## Exercise directions:
Retype every entry precisely and keep each line whole.

[Extracted data entries]
══════════

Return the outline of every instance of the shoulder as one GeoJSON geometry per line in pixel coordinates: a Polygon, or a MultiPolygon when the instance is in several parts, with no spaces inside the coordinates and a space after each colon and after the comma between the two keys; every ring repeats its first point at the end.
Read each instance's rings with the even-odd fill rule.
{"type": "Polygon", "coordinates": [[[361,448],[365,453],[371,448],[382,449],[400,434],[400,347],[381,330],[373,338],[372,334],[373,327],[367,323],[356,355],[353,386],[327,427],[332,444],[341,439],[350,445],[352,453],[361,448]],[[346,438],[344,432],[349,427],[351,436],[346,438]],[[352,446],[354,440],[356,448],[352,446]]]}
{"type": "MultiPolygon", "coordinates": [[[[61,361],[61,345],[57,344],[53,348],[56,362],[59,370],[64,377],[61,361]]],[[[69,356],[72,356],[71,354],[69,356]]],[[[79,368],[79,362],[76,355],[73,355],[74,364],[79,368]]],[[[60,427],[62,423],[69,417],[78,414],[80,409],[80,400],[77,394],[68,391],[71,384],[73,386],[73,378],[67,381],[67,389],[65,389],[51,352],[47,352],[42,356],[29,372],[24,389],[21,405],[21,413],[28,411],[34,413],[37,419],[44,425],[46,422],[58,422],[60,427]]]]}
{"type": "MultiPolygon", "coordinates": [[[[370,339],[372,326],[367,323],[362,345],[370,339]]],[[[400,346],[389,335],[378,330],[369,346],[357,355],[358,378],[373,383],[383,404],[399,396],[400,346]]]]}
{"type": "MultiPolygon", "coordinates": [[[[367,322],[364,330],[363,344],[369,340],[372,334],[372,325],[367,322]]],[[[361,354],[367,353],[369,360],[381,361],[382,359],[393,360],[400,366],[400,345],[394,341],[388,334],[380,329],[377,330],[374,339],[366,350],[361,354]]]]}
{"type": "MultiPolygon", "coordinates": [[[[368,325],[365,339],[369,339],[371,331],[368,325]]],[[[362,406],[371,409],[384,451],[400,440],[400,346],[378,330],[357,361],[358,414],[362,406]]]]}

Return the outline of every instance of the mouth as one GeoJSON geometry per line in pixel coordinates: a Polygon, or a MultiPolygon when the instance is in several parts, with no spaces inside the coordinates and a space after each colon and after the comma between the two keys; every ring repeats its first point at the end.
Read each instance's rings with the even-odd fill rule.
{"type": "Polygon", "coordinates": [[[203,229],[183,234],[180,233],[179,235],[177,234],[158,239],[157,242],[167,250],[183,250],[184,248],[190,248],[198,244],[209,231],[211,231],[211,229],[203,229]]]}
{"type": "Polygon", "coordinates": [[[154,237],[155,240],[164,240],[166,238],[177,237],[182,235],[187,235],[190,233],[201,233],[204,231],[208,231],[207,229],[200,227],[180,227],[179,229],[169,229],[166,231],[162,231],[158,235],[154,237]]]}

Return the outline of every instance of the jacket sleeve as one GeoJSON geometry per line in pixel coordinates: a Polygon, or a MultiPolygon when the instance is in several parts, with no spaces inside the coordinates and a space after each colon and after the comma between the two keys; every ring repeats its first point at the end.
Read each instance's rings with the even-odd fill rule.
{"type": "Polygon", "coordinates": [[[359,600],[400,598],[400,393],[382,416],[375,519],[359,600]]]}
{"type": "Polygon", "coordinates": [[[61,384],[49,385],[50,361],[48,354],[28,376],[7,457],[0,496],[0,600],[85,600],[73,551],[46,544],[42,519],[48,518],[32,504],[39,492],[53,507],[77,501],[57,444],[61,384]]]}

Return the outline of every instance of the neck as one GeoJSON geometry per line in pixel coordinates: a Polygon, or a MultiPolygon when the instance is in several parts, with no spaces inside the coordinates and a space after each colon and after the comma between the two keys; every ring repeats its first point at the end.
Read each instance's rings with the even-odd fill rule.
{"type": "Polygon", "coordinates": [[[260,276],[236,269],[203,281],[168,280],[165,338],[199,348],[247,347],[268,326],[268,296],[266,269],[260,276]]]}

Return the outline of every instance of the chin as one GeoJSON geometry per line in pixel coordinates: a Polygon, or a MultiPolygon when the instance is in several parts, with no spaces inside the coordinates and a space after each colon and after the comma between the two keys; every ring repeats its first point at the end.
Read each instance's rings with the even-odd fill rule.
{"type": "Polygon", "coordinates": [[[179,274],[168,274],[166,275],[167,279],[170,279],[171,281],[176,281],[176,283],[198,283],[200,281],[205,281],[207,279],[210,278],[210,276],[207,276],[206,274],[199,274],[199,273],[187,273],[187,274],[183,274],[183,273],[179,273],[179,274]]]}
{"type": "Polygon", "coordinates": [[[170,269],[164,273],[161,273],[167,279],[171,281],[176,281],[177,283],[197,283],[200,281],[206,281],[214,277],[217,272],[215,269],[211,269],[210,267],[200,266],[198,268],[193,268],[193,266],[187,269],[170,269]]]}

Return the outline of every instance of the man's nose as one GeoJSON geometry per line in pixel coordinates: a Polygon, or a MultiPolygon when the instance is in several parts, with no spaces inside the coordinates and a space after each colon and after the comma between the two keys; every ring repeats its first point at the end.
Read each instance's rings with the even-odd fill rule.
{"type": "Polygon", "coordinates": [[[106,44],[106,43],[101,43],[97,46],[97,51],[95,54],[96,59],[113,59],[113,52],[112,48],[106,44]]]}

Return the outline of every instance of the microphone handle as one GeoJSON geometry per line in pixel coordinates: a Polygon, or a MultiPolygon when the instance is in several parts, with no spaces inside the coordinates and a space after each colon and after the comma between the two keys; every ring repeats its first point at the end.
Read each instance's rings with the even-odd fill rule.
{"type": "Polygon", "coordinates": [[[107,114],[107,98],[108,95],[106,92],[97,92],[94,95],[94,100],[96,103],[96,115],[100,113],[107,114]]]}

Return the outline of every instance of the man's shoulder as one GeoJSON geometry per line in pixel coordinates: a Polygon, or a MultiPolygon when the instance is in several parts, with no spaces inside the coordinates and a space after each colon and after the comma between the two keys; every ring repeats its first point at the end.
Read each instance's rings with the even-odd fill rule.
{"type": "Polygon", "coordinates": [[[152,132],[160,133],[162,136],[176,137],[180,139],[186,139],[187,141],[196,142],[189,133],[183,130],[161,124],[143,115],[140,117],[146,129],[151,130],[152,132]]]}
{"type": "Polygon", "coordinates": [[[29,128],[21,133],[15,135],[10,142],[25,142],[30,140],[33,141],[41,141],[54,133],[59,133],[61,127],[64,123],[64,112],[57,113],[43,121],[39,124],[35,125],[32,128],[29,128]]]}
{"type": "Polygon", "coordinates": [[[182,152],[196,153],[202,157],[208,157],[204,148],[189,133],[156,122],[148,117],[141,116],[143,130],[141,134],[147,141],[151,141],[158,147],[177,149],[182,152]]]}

══════════

## Your response:
Return the outline of every instance of the shoulder as one GeoJSON geometry per line in pixel coordinates: a Polygon, or a MultiPolygon when the instance is in several parts, with no spaces inside the coordinates and a space after each colon and after the comma between the two keys; every ring repeats its first point at the end.
Read each instance's rings with the even-odd fill rule.
{"type": "Polygon", "coordinates": [[[361,448],[365,453],[371,448],[382,449],[400,434],[400,347],[381,330],[373,338],[372,334],[373,327],[367,323],[356,355],[353,386],[327,427],[332,444],[341,439],[350,445],[352,453],[361,448]],[[346,438],[344,432],[349,427],[351,436],[346,438]],[[352,446],[354,440],[356,448],[352,446]]]}
{"type": "MultiPolygon", "coordinates": [[[[61,361],[61,345],[57,344],[53,348],[56,362],[59,370],[64,377],[61,361]]],[[[69,356],[72,356],[71,354],[69,356]]],[[[79,368],[79,362],[76,355],[73,355],[74,364],[79,368]]],[[[60,427],[62,423],[69,417],[78,414],[80,409],[80,400],[77,394],[68,391],[71,384],[73,386],[73,378],[67,381],[67,389],[65,389],[51,352],[47,352],[42,356],[29,372],[24,389],[21,405],[21,413],[28,411],[34,413],[37,419],[44,425],[46,422],[58,422],[60,427]]]]}
{"type": "MultiPolygon", "coordinates": [[[[370,339],[372,326],[367,323],[362,345],[370,339]]],[[[400,346],[389,335],[378,330],[369,346],[357,355],[358,378],[373,383],[383,404],[399,396],[400,346]]]]}
{"type": "MultiPolygon", "coordinates": [[[[367,322],[364,330],[363,344],[369,340],[372,334],[372,325],[367,322]]],[[[361,354],[367,353],[369,360],[381,361],[382,359],[393,360],[400,366],[400,345],[394,341],[388,334],[380,329],[377,330],[374,339],[366,350],[361,354]]]]}
{"type": "MultiPolygon", "coordinates": [[[[368,325],[365,339],[369,339],[371,331],[368,325]]],[[[362,406],[371,409],[384,451],[400,440],[400,346],[378,330],[357,361],[358,414],[362,406]]]]}

Return the outline of every instance of the mouth as one GeoJSON geometry per line in pixel coordinates: a Polygon, or a MultiPolygon when the instance is in several parts, with no spaces inside the coordinates and a space after each colon and after the comma between the two keys; every ring repeats its first point at the end.
Read each instance's rings with the even-odd fill rule.
{"type": "Polygon", "coordinates": [[[203,229],[183,234],[180,233],[179,235],[177,234],[158,239],[157,242],[167,250],[183,250],[184,248],[190,248],[198,244],[209,231],[211,231],[211,229],[203,229]]]}
{"type": "Polygon", "coordinates": [[[154,237],[155,240],[164,240],[166,238],[177,237],[182,235],[187,235],[190,233],[201,233],[204,231],[208,231],[207,229],[200,227],[180,227],[179,229],[169,229],[166,231],[162,231],[158,235],[154,237]]]}

Return the outline of every instance of the jacket sleeve as one GeoJSON geometry per line in pixel coordinates: a Polygon, or a MultiPolygon when the instance is in several parts, with no spaces inside the coordinates and a space after each colon and after the comma between the two keys; every ring repeats its first point at the end.
Read each instance's rings with the even-odd fill rule.
{"type": "Polygon", "coordinates": [[[359,600],[400,598],[400,393],[382,416],[375,519],[359,600]]]}
{"type": "Polygon", "coordinates": [[[61,384],[49,385],[50,361],[48,354],[28,376],[7,457],[0,496],[0,600],[85,600],[73,551],[46,544],[42,519],[48,518],[32,504],[39,492],[53,507],[77,501],[57,444],[61,384]]]}

Return the outline of every instance of the neck as one GeoJSON geometry per line in pixel coordinates: a Polygon, or a MultiPolygon when the instance is in several parts, with no spaces inside the coordinates and a space after each colon and after the comma between the two keys; every ring repeats its first point at the end.
Read each instance's rings with the even-odd fill rule.
{"type": "Polygon", "coordinates": [[[260,276],[236,269],[203,281],[168,280],[165,338],[199,348],[247,347],[268,326],[268,296],[266,269],[260,276]]]}

Return the outline of every instance of the chin as one GeoJSON geometry per line in pixel coordinates: a Polygon, or a MultiPolygon when the instance is in several parts, with no spaces inside the coordinates and a space after each colon and after the comma between the two keys; every ring repeats its first point at the end.
Read each instance's rings with the even-odd fill rule.
{"type": "Polygon", "coordinates": [[[179,274],[168,274],[166,275],[167,279],[170,279],[171,281],[176,281],[176,283],[198,283],[200,281],[205,281],[207,279],[210,278],[210,276],[207,276],[206,274],[199,274],[199,273],[187,273],[187,274],[183,274],[183,273],[179,273],[179,274]]]}
{"type": "Polygon", "coordinates": [[[170,269],[164,273],[161,273],[167,279],[171,281],[176,281],[177,283],[197,283],[200,281],[206,281],[214,277],[217,272],[215,269],[211,269],[210,267],[200,266],[198,268],[193,268],[193,266],[187,269],[170,269]]]}

Return the outline of every instance of the man's nose as one GeoJSON geometry per line in pixel coordinates: a Polygon, or a MultiPolygon when the instance is in several parts, with no spaces inside the coordinates and a space after each colon and after the comma between the two keys; every ring repeats its first point at the end.
Read each instance's rings with the even-odd fill rule.
{"type": "Polygon", "coordinates": [[[106,44],[106,43],[101,43],[97,46],[97,51],[95,54],[96,59],[113,59],[113,52],[112,48],[106,44]]]}

Return the outline of every instance of the microphone handle as one GeoJSON geometry per line in pixel coordinates: a Polygon, or a MultiPolygon when the instance is in several parts, with no spaces inside the coordinates and a space after each colon and after the comma between the two keys; every ring repeats its first point at the end.
Read each instance's rings with the even-odd fill rule.
{"type": "Polygon", "coordinates": [[[107,114],[107,98],[108,95],[106,92],[97,92],[94,95],[94,100],[96,103],[96,115],[100,113],[107,114]]]}

Return the outline of every instance of the man's shoulder as one GeoJSON geometry per line in pixel coordinates: a Polygon, or a MultiPolygon when the instance is in several parts, with no spaces inside the coordinates and a space after each colon and after the comma between the two keys; every ring repeats its first point at the end.
Read each instance's rings with the even-odd fill rule.
{"type": "Polygon", "coordinates": [[[152,132],[160,133],[162,136],[176,137],[180,139],[186,139],[187,141],[196,142],[189,133],[183,130],[161,124],[143,115],[140,117],[146,129],[151,130],[152,132]]]}
{"type": "Polygon", "coordinates": [[[29,128],[21,133],[15,135],[10,142],[25,142],[30,140],[33,141],[41,141],[54,133],[59,133],[61,127],[64,123],[64,112],[57,113],[43,121],[39,124],[35,125],[32,128],[29,128]]]}
{"type": "Polygon", "coordinates": [[[182,152],[196,153],[202,157],[208,157],[204,148],[189,133],[156,122],[148,117],[141,116],[143,130],[141,134],[147,141],[151,141],[158,147],[177,149],[182,152]]]}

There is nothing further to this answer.